### DOCUMENT PASSAGE
'''
3. How To Fight Fake News 
Fake news, influence operations, disinformation, misinformation and conspiracy theories are different flavours of falsehoods that have one thing in common: they put citizens in the front line of countering threats to democracies, national security, and community safety. This talk will explore governments’ and platforms’ efforts to counter falsehood, and what citizens can do to defend themselves, their loved ones, and ultimately their nations from influence operations.

4. What’s The Problem With Encryption?
End-to-end encryption secures messages before they leave a device, preventing them from being read in transit. Increasingly the default protocol for messaging apps, neither governments nor the platforms on which it operates can access unscrambled communications and message content. Some governments have demanded ‘back doors’ for criminal investigations, while others have exploited workarounds to access the encrypted messages of political dissidents. This talk considers the current public discourse on online surveillance and privacy, and where society might go from here.

5. Defeating Digital Viruses: Lessons From the Pandemic
This talk will explore the potential for harnessing the public health framework for addressing online safety and security. Throughout the COVID pandemic, citizens have washed their hands, covered their faces, and maintained a physical distance. If members of the public can protect themselves and others from offline viruses, why not digital ones?

6. Cybersecurity for Humans
Faceless hackers in hoodies, intergalactic warriors, and technology out of human control: are these representations of cyber threats accurate? And what might be their impact on levels of personal safety and security for organisations? This talk presents ideas for how we might empower people to protect themselves and help address human issues in the IT sector by thinking differently about how we portray security threats and operations.

More about Professor Victoria Baines.

Victoria Baines is a leading authority in the field of online trust, safety and cybersecurity. She frequently contributes to major broadcast media outlets on digital ethics, cybercrime and the misuse of emerging technologies, including Extended Reality and Artificial Intelligence. Her areas of research include electronic surveillance, cybercrime futures, and the politics of security. She also provides research expertise to a number of international organisations, including Interpol, UNICEF and the Council of Europe.

For several years Victoria was Facebook’s Trust & Safety Manager for Europe, Middle East and Africa. Her work focused on operational support to law enforcement, and strategic engagement with policy makers on criminal activity online. Before joining Facebook, Victoria led the Strategy team at Europol’s European Cybercrime Centre (EC3), where she was responsible for the EU’s cyber threat analysis. She designed and developed the iOCTA, Europe’s flagship threat assessment on cybercrime, and authored Projects 2020 and 2030, scenarios for the future of cybersecurity that were the bases for successful short film series of the same name. Prior to this, Victoria was Principal Analyst at the UK Serious Organised Crime Agency (SOCA). She began her career in law enforcement in 2005 as a Higher Intelligence Analyst for Surrey Police. In 2008, the International Association for Law Enforcement Intelligence Analysts recognised Victoria’s work with a global award for outstanding achievement.

Victoria is co-host of the award-nominated Cyber Warrior Princess podcast, demystifying cybersecurity for a popular audience. She regularly addresses both specialist and non-specialist audiences, and has been named as one of the top 25 women in cybersecurity (IT Guru & SC Magazine). She is also a Freeman of the City of London and Chair of the Security Panel of the Worshipful Company of Information Technologists. She serves on the Advisory Boards of cybersecurity provider Reliance ACSN and the International Association of Internet Hotlines (INHOPE), and is a trustee of the Lucy Faithfull Foundation.

She is a graduate of Trinity College, Oxford and holds a doctorate from the University of Nottingham, UK. She is a Visiting Fellow at Bournemouth University’s School of Computing, a former Visiting Research Fellow at Oxford University, and was a guest lecturer at Stanford University in 2019 and 2020.
'''
### INSTRUCTIONS
1. Which international organisations does the speaker listing say Victoria Baines provides research expertise to?
2. Swap "Extended Reality" for "Virtual Reality" and rewrite the speaker listing between "Victoria Baines is" and "Council of Europe.", inclusive.
This data is separate material, unrelated to the speaker listing above.

### Point-per-instance localization data
'''
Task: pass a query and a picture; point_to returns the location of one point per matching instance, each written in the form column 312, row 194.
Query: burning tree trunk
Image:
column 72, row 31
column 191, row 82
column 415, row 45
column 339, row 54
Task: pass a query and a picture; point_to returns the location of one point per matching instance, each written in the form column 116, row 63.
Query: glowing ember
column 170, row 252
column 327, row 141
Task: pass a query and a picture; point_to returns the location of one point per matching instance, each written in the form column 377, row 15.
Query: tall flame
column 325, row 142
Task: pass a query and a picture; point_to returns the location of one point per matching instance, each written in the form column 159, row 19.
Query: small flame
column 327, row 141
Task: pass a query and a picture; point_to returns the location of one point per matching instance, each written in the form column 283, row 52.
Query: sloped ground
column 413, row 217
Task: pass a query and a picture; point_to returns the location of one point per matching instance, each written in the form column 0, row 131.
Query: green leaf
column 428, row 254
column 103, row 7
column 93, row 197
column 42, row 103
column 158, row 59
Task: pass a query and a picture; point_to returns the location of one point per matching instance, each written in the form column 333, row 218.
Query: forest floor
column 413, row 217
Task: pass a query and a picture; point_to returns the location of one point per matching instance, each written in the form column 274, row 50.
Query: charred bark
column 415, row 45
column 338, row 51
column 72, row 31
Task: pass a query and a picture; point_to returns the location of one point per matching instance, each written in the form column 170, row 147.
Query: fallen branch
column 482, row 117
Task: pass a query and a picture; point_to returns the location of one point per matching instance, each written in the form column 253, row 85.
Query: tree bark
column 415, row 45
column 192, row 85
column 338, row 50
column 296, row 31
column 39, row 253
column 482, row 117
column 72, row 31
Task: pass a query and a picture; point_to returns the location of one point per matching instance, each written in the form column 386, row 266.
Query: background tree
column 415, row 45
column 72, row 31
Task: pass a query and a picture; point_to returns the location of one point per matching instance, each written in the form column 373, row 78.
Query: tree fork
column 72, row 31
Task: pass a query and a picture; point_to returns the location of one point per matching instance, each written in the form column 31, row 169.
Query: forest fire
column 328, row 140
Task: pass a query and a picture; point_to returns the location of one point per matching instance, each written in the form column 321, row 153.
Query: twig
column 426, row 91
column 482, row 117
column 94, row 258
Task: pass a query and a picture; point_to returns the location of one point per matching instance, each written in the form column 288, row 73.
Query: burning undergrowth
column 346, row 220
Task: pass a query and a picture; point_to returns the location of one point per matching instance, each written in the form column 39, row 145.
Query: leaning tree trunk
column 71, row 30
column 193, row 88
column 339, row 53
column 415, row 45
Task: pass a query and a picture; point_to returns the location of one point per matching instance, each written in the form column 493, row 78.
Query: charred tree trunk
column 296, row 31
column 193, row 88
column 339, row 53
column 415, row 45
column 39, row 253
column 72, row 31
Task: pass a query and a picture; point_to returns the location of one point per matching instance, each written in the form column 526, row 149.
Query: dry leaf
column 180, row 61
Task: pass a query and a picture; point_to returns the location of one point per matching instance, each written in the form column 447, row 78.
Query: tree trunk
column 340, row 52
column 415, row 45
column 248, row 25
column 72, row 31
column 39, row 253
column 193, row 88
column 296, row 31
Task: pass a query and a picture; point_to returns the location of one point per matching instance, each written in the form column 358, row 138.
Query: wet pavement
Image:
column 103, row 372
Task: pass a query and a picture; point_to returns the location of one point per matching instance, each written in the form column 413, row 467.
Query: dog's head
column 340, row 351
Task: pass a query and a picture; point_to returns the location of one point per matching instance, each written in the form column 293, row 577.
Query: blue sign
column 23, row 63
'''
### ANSWERS TO THE EXERCISES
1. Interpol, UNICEF and the Council of Europe.

2.
Victoria Baines is a leading authority in the field of online trust, safety and cybersecurity. She frequently contributes to major broadcast media outlets on digital ethics, cybercrime and the misuse of emerging technologies, including Virtual Reality and Artificial Intelligence. Her areas of research include electronic surveillance, cybercrime futures, and the politics of security. She also provides research expertise to a number of international organisations, including Interpol, UNICEF and the Council of Europe.